Exercise requirements
Pictures in the records below are skipped; the rest is copied exactly.

Entries supplied
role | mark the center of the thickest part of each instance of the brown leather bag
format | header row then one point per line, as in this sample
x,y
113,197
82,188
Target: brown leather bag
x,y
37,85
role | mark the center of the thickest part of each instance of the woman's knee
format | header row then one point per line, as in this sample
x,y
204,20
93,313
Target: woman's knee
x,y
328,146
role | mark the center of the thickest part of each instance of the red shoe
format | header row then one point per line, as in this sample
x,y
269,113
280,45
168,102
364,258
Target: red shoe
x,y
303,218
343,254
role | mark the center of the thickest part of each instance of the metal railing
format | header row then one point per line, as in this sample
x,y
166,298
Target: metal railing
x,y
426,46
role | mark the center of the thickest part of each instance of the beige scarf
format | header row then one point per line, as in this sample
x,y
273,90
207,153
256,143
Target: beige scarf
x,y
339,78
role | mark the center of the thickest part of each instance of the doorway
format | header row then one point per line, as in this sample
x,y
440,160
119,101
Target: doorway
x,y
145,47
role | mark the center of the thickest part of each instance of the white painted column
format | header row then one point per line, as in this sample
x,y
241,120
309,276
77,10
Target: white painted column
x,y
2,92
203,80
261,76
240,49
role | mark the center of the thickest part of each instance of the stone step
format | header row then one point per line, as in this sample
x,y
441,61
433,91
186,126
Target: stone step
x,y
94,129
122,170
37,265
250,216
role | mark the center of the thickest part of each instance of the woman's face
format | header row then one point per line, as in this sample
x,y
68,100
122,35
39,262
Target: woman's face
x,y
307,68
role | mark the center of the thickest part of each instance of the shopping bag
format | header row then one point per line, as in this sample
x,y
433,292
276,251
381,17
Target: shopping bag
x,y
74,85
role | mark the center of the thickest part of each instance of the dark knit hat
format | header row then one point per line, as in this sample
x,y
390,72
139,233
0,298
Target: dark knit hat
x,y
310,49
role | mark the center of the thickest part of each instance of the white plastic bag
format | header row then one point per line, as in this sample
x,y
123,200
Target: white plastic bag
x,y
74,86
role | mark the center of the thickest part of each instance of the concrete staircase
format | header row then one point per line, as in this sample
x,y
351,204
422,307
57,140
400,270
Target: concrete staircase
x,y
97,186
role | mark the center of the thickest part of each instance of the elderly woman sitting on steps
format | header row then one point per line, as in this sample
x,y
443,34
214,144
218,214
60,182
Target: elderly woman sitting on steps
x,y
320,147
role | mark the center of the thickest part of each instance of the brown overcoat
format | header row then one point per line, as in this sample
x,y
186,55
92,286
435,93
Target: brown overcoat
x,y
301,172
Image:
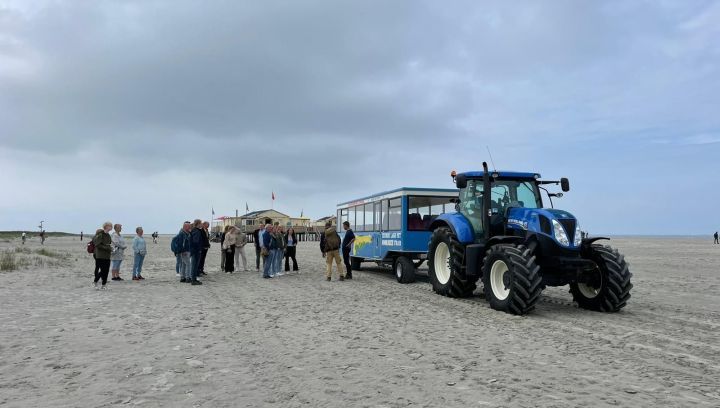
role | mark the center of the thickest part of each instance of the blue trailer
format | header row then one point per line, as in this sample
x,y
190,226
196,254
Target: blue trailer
x,y
393,227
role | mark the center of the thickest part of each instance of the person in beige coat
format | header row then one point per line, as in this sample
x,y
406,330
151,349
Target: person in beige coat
x,y
228,248
240,243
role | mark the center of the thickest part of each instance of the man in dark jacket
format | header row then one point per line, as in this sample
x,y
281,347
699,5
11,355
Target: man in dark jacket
x,y
348,241
103,248
330,247
206,247
197,238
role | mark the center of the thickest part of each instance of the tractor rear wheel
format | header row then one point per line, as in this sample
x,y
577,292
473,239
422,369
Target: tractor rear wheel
x,y
404,270
610,290
445,260
511,279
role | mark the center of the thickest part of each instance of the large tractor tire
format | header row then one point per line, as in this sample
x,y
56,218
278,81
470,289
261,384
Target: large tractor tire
x,y
610,290
511,278
404,270
445,260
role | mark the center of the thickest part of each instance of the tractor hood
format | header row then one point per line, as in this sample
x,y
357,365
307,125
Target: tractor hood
x,y
550,222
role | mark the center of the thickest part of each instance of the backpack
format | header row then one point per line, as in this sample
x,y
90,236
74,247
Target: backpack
x,y
332,240
175,244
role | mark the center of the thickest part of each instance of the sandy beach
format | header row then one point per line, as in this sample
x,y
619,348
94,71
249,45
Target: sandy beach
x,y
298,341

Exercise output
role | mark the center of the thickest part of each instance of the brown leather bag
format | header row then one point per line, as in this sample
x,y
113,197
82,188
Target: brown leather bag
x,y
37,85
role | mark the center of the thickest part of each instance of the woman's knee
format | header row then one point per line, as in this sample
x,y
204,20
93,313
Target: woman's knee
x,y
328,146
role | mark the center of the thickest part of each instance of the red shoe
format | header row then one point per line, as in this sample
x,y
269,113
280,45
168,102
364,258
Target: red shoe
x,y
303,218
343,254
role | mark the center of the thickest part of each instance of the metal railing
format | header row then one point per line, as in this sample
x,y
166,298
Target: metal railing
x,y
426,46
role | mark the center of the thickest part of each instance of the beige scarf
format | header row then one point per line, as in this sample
x,y
273,90
207,153
256,143
Target: beige scarf
x,y
339,78
role | mark the center of the thickest part of each instance of the doorway
format | header row then one point per line, as in this sample
x,y
440,160
119,101
Target: doorway
x,y
145,47
role | mark the center of the thickest part of each instance of the white painted column
format | header row then one point per line, as in this sample
x,y
241,120
309,276
77,10
Target: white painted column
x,y
2,92
203,80
261,76
240,49
role | mark the center of the thickest part of each instance of the stone step
format | header row then one point per line, as in this sample
x,y
441,61
433,91
186,126
Target: stone step
x,y
94,129
122,170
37,265
250,216
role | mark the center of the thickest part of each instance of the woman's face
format | header row then one point per line, as in this sample
x,y
68,100
122,35
39,262
Target: woman's face
x,y
307,68
role | mark the center of the thickest part of each instance of the shopping bag
format | header row then one point per line, as in this sample
x,y
433,292
276,251
381,17
Target: shopping bag
x,y
74,85
role | mark the center of the thickest part of each instance of the dark knit hat
format | header row then one point per line, as in this sample
x,y
390,72
139,233
0,298
Target: dark knit hat
x,y
310,49
role | mark the center of the thickest part of each instance of the white plastic bag
format | header row then one point per line, as in this sample
x,y
123,200
Target: white plastic bag
x,y
74,86
role | mark the center of the thickest part of each instance of the concrete staircase
format | header row then one point per line, as in this sample
x,y
351,204
422,307
57,140
400,270
Target: concrete staircase
x,y
97,186
role | mark the center of the thickest part of each instance of the elderly woman sitting on steps
format | header row then one point per line, as in this sample
x,y
443,34
214,144
218,214
60,182
Target: elderly woman sitting on steps
x,y
320,147
role | mark the center of the thickest part of each instance of the brown overcoat
format | header row then one point per line, as in this sample
x,y
186,55
92,286
435,93
Target: brown overcoat
x,y
301,172
Image:
role | mark the center of the thickest part of each instance of the blue trailer
format | header row then one point per line, as in this sample
x,y
190,226
196,254
Target: blue trailer
x,y
393,227
role | mark the center of the thickest part of each instance of the person in beige coat
format | header row then one point per line, as in this sample
x,y
406,330
151,349
Target: person in beige coat
x,y
228,248
240,243
role | mark the center of the thickest part of each instance of the man in dark jacket
format | header row then one point per line, as in this sample
x,y
281,347
699,5
11,355
Target: man in dark jacket
x,y
348,241
103,248
330,247
206,247
197,238
role | mark the center of the thickest part of each instance of the tractor rear wheel
format | header row then one point per line, as in this sample
x,y
577,292
473,239
422,369
Target: tractor rear wheel
x,y
404,270
610,290
445,260
511,279
role | mark the center of the thickest part of each instance of the large tractor tire
format | header row then one point per line, as in this sample
x,y
56,218
278,81
470,289
261,384
Target: large tractor tire
x,y
610,290
511,278
404,270
445,260
role | mark the center of the thickest part of each instance of the tractor hood
format | header row then one point per line, as in this sample
x,y
357,365
307,125
Target: tractor hood
x,y
550,222
role | mark the center of the thickest part of each instance of the backpack
format | header row then one point per line, as in this sample
x,y
90,236
74,247
Target: backpack
x,y
332,240
175,244
role | mark the center of the thickest part of each instance of the sandy beach
format | header row then one point per line, as in this sample
x,y
619,348
94,71
249,45
Target: sandy beach
x,y
298,341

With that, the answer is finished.